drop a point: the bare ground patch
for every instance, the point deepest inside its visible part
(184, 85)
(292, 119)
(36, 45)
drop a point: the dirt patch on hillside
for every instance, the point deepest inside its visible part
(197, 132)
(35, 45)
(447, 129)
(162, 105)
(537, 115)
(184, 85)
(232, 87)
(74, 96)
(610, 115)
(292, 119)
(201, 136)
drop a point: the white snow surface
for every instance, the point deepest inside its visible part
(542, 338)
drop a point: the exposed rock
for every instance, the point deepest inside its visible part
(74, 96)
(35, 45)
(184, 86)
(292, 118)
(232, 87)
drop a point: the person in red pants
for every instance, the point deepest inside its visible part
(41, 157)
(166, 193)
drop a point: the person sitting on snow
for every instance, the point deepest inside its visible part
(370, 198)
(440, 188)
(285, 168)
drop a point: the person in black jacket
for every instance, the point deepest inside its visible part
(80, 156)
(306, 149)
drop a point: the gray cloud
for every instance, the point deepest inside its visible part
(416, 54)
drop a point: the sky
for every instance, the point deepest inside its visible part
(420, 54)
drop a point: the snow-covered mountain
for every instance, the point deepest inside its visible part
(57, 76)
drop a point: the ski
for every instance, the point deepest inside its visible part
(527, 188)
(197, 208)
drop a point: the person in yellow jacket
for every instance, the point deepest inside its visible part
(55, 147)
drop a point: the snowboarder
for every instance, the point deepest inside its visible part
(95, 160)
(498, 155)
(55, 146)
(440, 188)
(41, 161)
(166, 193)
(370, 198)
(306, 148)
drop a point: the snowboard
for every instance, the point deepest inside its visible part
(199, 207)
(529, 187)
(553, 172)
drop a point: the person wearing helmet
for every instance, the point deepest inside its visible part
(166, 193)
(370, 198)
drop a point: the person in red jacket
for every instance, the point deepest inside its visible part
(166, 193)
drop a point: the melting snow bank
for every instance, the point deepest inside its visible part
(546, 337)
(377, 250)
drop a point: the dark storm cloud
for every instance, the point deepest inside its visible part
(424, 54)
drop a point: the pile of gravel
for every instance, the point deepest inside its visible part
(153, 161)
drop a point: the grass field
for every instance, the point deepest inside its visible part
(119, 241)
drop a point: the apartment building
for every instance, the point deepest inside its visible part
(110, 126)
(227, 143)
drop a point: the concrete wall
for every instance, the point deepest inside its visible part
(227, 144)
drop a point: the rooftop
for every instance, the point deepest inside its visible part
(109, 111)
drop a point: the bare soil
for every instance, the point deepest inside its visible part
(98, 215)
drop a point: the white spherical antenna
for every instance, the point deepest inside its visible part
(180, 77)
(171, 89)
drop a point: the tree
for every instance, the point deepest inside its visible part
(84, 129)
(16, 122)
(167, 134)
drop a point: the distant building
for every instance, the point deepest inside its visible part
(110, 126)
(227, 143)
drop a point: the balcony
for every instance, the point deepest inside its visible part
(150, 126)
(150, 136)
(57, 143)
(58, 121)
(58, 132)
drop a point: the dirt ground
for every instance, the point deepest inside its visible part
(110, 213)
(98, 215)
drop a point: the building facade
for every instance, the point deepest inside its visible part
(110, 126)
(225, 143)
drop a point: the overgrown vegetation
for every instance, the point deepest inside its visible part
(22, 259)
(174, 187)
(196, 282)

_Work item_.
Write the whole listing out again exactly.

_Solution for this exercise_.
drop a point: the bare ground patch
for every instance, the point deepest inside its visible part
(184, 85)
(292, 119)
(36, 45)
drop a point: the dirt patch on hillside
for every instance, the point deepest inside its visible part
(197, 132)
(35, 45)
(447, 129)
(162, 105)
(537, 115)
(184, 85)
(232, 87)
(74, 96)
(610, 115)
(292, 119)
(201, 136)
drop a point: the white snow surface
for every instance, the point deepest inside its visible part
(542, 338)
drop a point: the exposed rock
for every instance, the point deepest inside its visible part
(74, 96)
(35, 45)
(184, 86)
(292, 118)
(232, 87)
drop a point: the person in red pants
for every instance, the point deepest inside its visible part
(41, 157)
(166, 193)
drop a point: the person sitting on snow
for every instance, the point deepest inside its visible part
(370, 198)
(440, 188)
(285, 168)
drop a point: the person in black jacket
for every instance, the point deepest inside its visible part
(80, 156)
(306, 149)
drop a point: the gray cloud
for every instance, the point deepest inside its visible part
(416, 54)
drop a point: the sky
for every instance, the point deepest inside its visible part
(420, 54)
drop a point: the snow-covered mountain
for every instance, the point deepest inside its visible part
(57, 76)
drop a point: the ski
for every instance, the point deepest inside its visible part
(527, 188)
(197, 208)
drop a point: the person in yellow jacket
for every instance, the point deepest inside its visible part
(55, 147)
drop a point: the snowboarder
for every instance, the point deepest inside its visible part
(95, 160)
(498, 155)
(55, 146)
(440, 188)
(41, 161)
(166, 193)
(370, 198)
(306, 148)
drop a point: the snowboard
for every instance, the point deepest inside its visible part
(199, 207)
(529, 187)
(553, 172)
drop a point: the person wearing helmet
for every instance, the point deepest inside its visible part
(166, 193)
(370, 198)
drop a point: the person in red jacket
for every instance, the point deepest inside its visible part
(166, 193)
drop a point: the melting snow bank
for every instance, the point deepest inside its visible part
(546, 337)
(377, 250)
drop a point: the dark storm cloud
for every instance, the point deepest inside its visible part
(424, 54)
drop a point: the pile of gravel
for every instance, the point deepest inside its visible part
(153, 161)
drop a point: the grass field
for every instance, the point deepest inside its visible part
(119, 241)
drop a point: the apartment building
for every instance, the point deepest inside its visible part
(110, 126)
(227, 143)
drop a point: the concrete wall
for every instance, the point deepest inside its visible part
(227, 144)
drop a point: the rooftop
for every instance, the point deepest inside its visible part
(109, 111)
drop a point: the bare soil
for every instance, the point deepest inside its visible part
(98, 215)
drop a point: the white spherical antenna
for every instance, the point deepest inside its visible part
(180, 77)
(171, 89)
drop a point: the tree
for every instance, the point deepest inside its visible part
(84, 129)
(16, 122)
(167, 134)
drop a point: the distant building
for every instance, the point deepest inside its visible part
(110, 126)
(227, 143)
drop a point: the balcony
for every instance, the point deepest inside its visible part
(150, 126)
(150, 136)
(57, 143)
(58, 121)
(58, 132)
drop a point: the dirt ground
for every instance, the point deepest inside its visible part
(110, 213)
(98, 215)
drop a point: the building facade
for every instance, the point deepest inside its visible part
(110, 126)
(225, 143)
drop a point: the overgrown vegetation
for every instance, the point deepest inside its visible part
(22, 259)
(174, 187)
(196, 282)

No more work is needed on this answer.